TASK DETAILS -
Print every record exactly as it appears. Leave the pictures out.

╭──

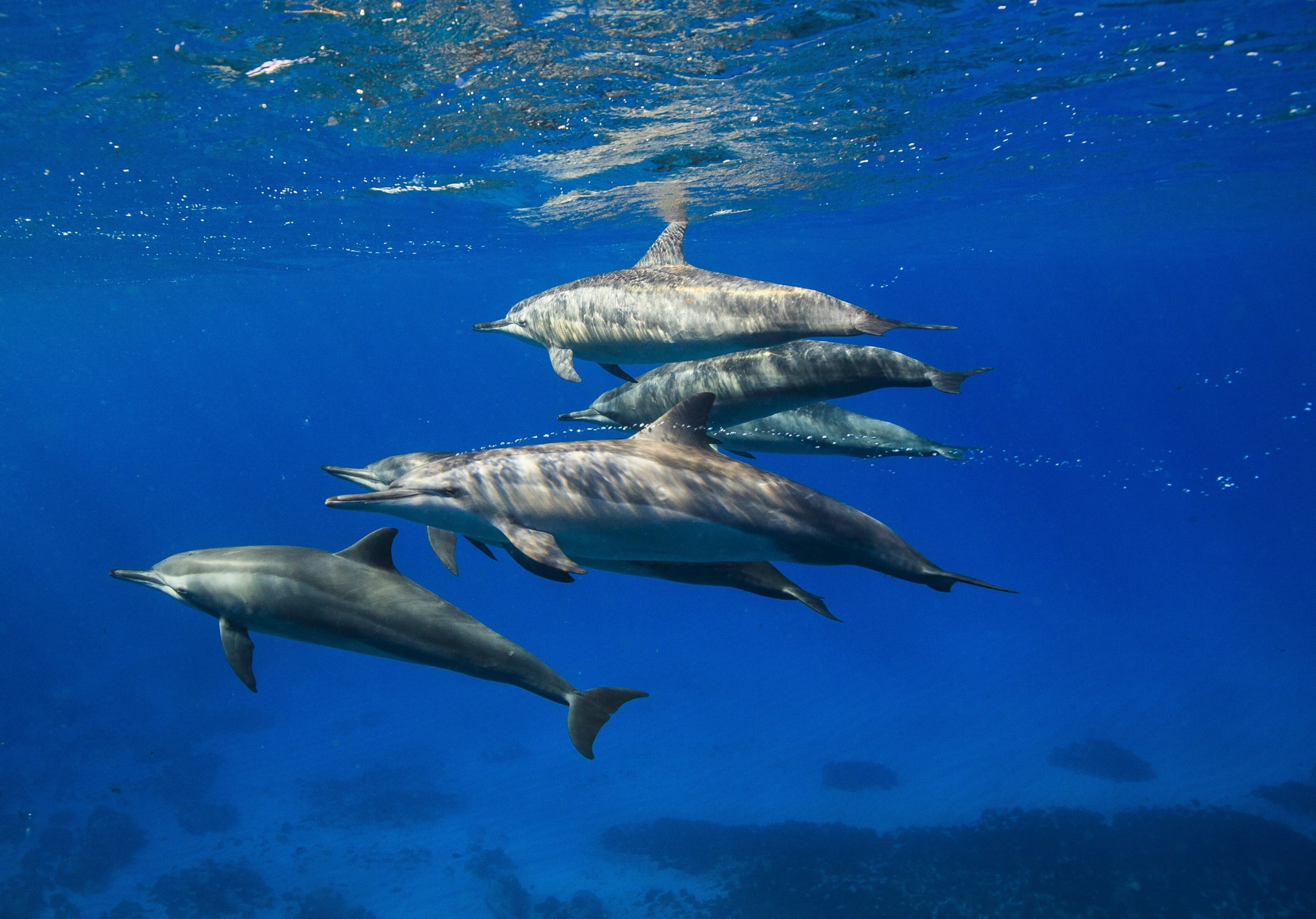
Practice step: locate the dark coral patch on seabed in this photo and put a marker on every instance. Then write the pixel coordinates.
(1102, 759)
(857, 776)
(1294, 797)
(1143, 864)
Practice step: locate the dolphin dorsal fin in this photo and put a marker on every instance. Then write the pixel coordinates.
(375, 549)
(668, 249)
(685, 423)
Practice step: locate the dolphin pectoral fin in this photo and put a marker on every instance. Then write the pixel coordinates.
(444, 543)
(812, 601)
(591, 710)
(668, 249)
(685, 423)
(482, 548)
(617, 372)
(237, 650)
(540, 547)
(949, 381)
(563, 364)
(536, 568)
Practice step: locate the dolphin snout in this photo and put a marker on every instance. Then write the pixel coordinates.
(148, 577)
(362, 477)
(586, 415)
(363, 501)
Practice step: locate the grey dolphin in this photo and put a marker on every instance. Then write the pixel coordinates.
(357, 601)
(831, 431)
(758, 579)
(766, 381)
(664, 310)
(661, 495)
(381, 473)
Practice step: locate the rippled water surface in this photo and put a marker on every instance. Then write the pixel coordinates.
(245, 240)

╰──

EXERCISE RESULT -
Practice step: locate the dark coral patch on seabed in this photo and put a marker on every instance. Then write the pixel coordinates.
(1102, 759)
(857, 776)
(1294, 797)
(1143, 864)
Practice step: locate the dolphin dorsal fin in this photo and put a marker on every instance. Then write the pixel coordinates.
(375, 549)
(668, 249)
(685, 423)
Practice step: locate the dolphin pectoral fin in this photo and put a marker on every instance. Then write the pixel coordinates.
(444, 543)
(812, 601)
(591, 710)
(668, 249)
(685, 423)
(482, 548)
(617, 372)
(237, 650)
(540, 547)
(949, 381)
(563, 364)
(536, 568)
Practice step: locate the dolphin snout in this photo and put a marker on every instance. Then write the pixel coordinates.
(148, 577)
(362, 477)
(586, 415)
(363, 501)
Practice step: locate the grey dolphin in this photo and put a marker on every instance. Then write the pixel coordinates.
(357, 601)
(831, 431)
(758, 579)
(766, 381)
(664, 310)
(661, 495)
(381, 473)
Practice step: locate the rippled water surface in this photo and put a marker on every instance. Then write the pixel coordinates.
(245, 240)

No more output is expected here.